Sorry. I meant “Hard to explain if you believe that the data mean anything.”

Bob

I would argue that a more appropriate scaling reference for measuring love in dollars would be as a percent of discretionary income after monthly bills are paid.

Well, dollars spent/CPI for the locality is a measure of how valuable the gift is, whereas dollars spent/discretionary spending is a measure of how much of what was available to spend was spent… so they’re both interesting and slightly different.

Also, it’d be nice to see the comparison map. I realize that maps are problematic, because size of the state and population of the state are not the same. but the change in the map from raw dog food to cooked dog food would be interesting to see.

Go to

https://source.opennews.org/en-US/learning/distrust-your-data/

for a marvelous discussion and explanation as to why Kansas is an enormous outlier when it comes to porn per capita. Jacob Harris says, “geocoding is often rubbish. What happened here was that a large percentage of IP addresses could not be resolved to an address any more specific than ‘USA.’ When that address was geocoded, it returned a point in the centroid of the continental United States, which placed it in the state of—you guessed it—Kansas!”

Kansas leads in porn per capita as well as in average amount spent on Valentine’s Day per capita in either the original calculation or in the adjustment. Coincidence?

You try living on the prairie. Cattle feed ain’t cheap. Especially Valentine’s Day cattle feed.

In the model there are two sources of variability: the state level, and the country level. If the prior on the country level was so incredibly vague that the states could vary as much as they want, wouldn’t you end up with the original findings?

Anon:

No, the two sources of variability are between respondents within state, and between state. To get the original point estimates, you’d need to have the between-state variance estimated at infinity, which is not consistent with the data. Also, if you did have these point estimates, the uncertainty intervals would be huuuuge, so you would know essentially nothing about what’s going on in almost all the states. No way would the map presented above make any sense.
——
**TASK:**
Repeat word for word the stretch of the forum thread from "Kansas leads in" through "the original findings?".
——
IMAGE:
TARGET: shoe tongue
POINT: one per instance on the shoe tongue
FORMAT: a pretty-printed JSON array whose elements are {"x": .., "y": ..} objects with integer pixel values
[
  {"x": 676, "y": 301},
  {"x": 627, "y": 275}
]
——
**OUTPUT BELOW:**
Kansas leads in porn per capita as well as in average amount spent on Valentine’s Day per capita in either the original calculation or in the adjustment. Coincidence?

You try living on the prairie. Cattle feed ain’t cheap. Especially Valentine’s Day cattle feed.

In the model there are two sources of variability: the state level, and the country level. If the prior on the country level was so incredibly vague that the states could vary as much as they want, wouldn’t you end up with the original findings?